> **GIVEN PROBLEM**:
Locate every line in the records below that contains the string "logo", and copy each one. Case counts.

> **Dataset entries**:
◆ ◆ ◆ ◆ ◆ ◆ ◆

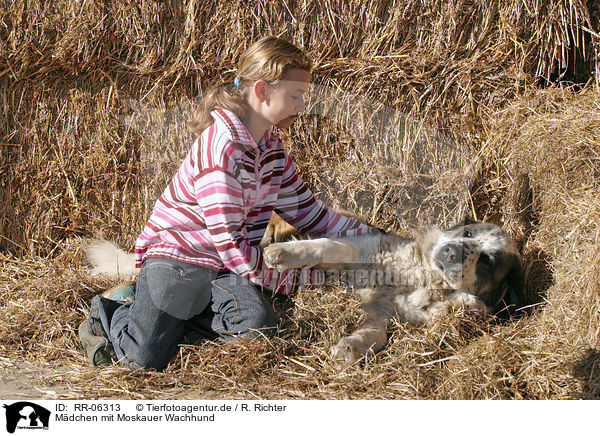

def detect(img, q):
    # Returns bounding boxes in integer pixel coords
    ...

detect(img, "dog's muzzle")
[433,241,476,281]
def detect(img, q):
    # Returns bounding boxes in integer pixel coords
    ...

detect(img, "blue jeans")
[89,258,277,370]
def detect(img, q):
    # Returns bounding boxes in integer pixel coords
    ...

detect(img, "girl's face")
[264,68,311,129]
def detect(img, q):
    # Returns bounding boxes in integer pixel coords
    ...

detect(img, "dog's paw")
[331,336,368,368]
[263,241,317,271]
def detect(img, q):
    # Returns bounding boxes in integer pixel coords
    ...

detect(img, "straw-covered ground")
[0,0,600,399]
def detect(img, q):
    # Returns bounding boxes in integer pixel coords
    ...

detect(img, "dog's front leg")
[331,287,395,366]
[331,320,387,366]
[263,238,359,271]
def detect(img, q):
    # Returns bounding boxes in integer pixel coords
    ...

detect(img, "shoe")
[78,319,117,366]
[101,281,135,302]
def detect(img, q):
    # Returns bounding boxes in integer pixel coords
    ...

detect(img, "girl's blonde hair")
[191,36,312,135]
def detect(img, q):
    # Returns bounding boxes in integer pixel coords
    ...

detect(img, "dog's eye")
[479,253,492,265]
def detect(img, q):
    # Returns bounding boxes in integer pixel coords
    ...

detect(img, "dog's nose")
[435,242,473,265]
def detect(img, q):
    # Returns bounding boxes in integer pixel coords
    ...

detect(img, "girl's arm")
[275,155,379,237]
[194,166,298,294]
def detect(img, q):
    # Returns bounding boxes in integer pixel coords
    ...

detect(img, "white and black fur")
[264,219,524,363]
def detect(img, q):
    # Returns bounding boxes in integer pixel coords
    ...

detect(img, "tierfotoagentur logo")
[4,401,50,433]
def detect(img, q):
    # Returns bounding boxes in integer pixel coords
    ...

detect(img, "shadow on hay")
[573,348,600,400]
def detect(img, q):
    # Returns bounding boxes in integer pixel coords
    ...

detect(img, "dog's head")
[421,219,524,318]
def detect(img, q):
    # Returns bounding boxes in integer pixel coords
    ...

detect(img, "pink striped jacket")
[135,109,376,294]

◆ ◆ ◆ ◆ ◆ ◆ ◆

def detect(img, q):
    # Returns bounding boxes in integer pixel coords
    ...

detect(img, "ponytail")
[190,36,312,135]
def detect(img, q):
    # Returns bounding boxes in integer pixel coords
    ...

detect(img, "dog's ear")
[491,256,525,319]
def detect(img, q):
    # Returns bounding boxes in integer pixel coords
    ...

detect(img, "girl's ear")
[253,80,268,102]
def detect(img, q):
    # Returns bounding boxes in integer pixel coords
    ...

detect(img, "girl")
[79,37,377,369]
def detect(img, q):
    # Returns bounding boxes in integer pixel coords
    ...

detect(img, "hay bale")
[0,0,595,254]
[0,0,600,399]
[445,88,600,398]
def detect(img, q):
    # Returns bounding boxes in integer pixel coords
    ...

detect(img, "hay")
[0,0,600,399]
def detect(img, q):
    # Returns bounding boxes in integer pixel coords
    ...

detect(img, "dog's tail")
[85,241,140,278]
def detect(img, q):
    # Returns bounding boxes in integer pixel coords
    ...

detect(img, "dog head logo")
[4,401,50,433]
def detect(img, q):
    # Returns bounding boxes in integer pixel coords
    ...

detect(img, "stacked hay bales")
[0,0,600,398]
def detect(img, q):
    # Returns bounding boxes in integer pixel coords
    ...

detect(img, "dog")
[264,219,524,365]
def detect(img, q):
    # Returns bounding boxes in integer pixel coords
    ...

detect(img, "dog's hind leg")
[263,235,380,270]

◆ ◆ ◆ ◆ ◆ ◆ ◆

> **SOLVED EXERCISE**:
detect(img, "tierfotoagentur logo")
detect(img, "dog head logo")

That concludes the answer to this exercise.